AUSGEWÄHLTER TEXTABSCHNITT:
Nick Cave & The Bad Seeds - Wild god
PIAS / Rough Trade
VÖ: 30.08.2024
Unsere Bewertung: 8/10
Eure Ø-Bewertung: 7/10
Push the grey sky away
"We've all had too much sorrow, now is the time for joy." Die zentrale Zeile von "Joy" wirkt für den Nick Cave der vergangenen zehn Jahre ungewohnt, der Song an sich ist es nicht. Assoziativ treffen Piano-Ellipsen auf flächige Bläser und Warren Ellis' Ambient-Texturen, scheinen damit die genrelose Trauerbewältigung von "Ghosteen" fortzuschreiben. Doch wenn der "flaming boy" – ein Geist mit riesigen Sneakern, der wahrscheinlich wieder Caves verstorbenen Sohn Arthur repräsentiert – zur Freude aufruft und just in diesem Moment der Chor loslegt, wird ersichtlich, dass die emotionale Marschroute diesmal eine andere ist. "All across the world they shout out their angry words about the end of love / Yet the stars stand above the Earth / Bright, triumphant metaphors of love." Auf ihrem 18. Studioalbum "Wild god" öffnen sich Nick Cave & The Bad Seeds wieder mehr der Welt und predigen, sich im Angesicht von Schmerz und Zerstörung nicht dem Dunkel hinzugeben.

ÜBUNGSANFORDERUNGEN:
1. Um das wievielte Studioalbum von Nick Cave & The Bad Seeds handelt es sich bei „Wild god“ laut der Albumrezension?
2. Führe die Albumrezension zu „Wild god“ im Anschluss an ihren letzten Satz fort.

Datensätze mit Punktannotationen
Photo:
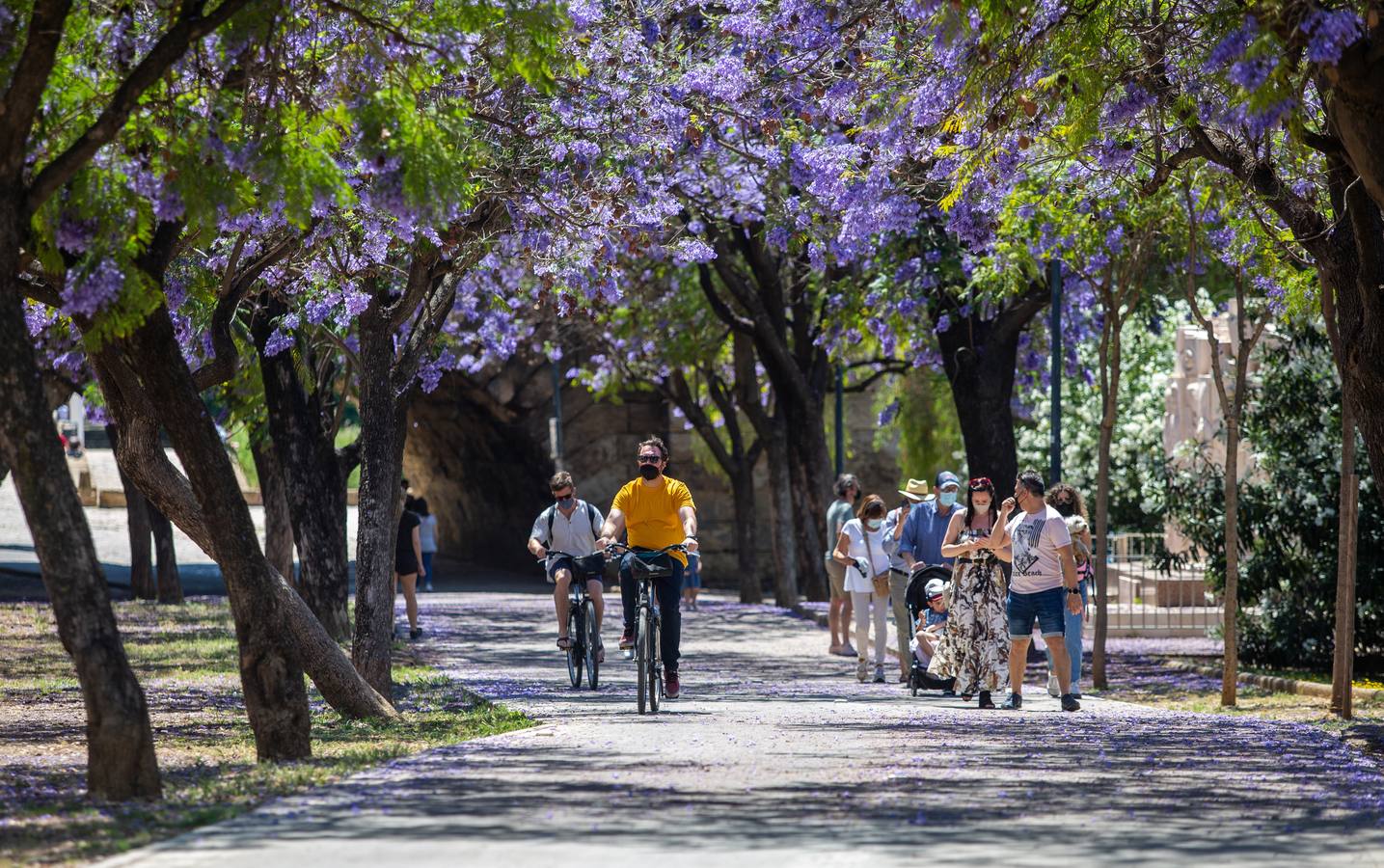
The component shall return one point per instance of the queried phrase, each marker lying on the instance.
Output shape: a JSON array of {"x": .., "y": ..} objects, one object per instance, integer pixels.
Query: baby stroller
[{"x": 916, "y": 601}]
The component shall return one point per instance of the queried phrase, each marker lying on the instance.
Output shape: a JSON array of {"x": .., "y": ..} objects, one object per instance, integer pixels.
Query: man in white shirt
[
  {"x": 572, "y": 527},
  {"x": 1044, "y": 582}
]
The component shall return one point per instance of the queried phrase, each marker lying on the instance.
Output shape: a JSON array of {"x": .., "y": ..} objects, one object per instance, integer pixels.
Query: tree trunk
[
  {"x": 121, "y": 759},
  {"x": 742, "y": 489},
  {"x": 1232, "y": 547},
  {"x": 140, "y": 529},
  {"x": 979, "y": 358},
  {"x": 279, "y": 528},
  {"x": 314, "y": 483},
  {"x": 1343, "y": 664},
  {"x": 169, "y": 582},
  {"x": 785, "y": 539},
  {"x": 381, "y": 471},
  {"x": 146, "y": 374},
  {"x": 1110, "y": 407},
  {"x": 810, "y": 473}
]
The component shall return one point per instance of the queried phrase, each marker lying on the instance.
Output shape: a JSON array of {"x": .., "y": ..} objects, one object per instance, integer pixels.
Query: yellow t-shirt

DIE ANTWORTEN:
1. Um ihr 18. Studioalbum.

2.
Musikalisch vollziehen die von Radiohead-Bassist Colin Greenwood unterstützten Australier ebenfalls eine Kehrtwende, indem sie einen volleren Bandsound auffahren, als hätten sie den Gospel-Rock von "Abattoir blues / The lyre of Orpheus" mit dem sphärischen Schleier der 2010er-Platten überzogen. Thomas Wydlers Drums treiben den eröffnenden "Song of the lake" nach vorne, Produzent Dave Fridmann verdichtet Streicher, Bass, Glocken und Chöre zu einer einzigen transzendentalen Ekstase – auch wenn der eine badende Frau bewundernde Protagonist seiner Vergänglichkeit nicht entfliehen kann: "He knew he would dissolve if he followed her into the lake / But also knew that if he remained upon the shore he would, in time, evaporate." Die Götter, die "Wild god" bevölkern, sind alt, fehlbar und sterblich. Wie ein "prehistoric bird" fliegt eine Präsenz über die Ruinen des Titeltracks, türmt sich mit einem mitreißenden Crescendo allerdings noch einmal auf. "Frogs" verschränkt biblische Brutalität mit dem Anblick unbekümmert hüpfender Frösche und unreligiösen Visionen: "Kris Kristofferson walks by kicking a can / In a shirt he hasn't washed for years." So verspielt hat Cave seit "Push the sky away" nicht mehr getextet.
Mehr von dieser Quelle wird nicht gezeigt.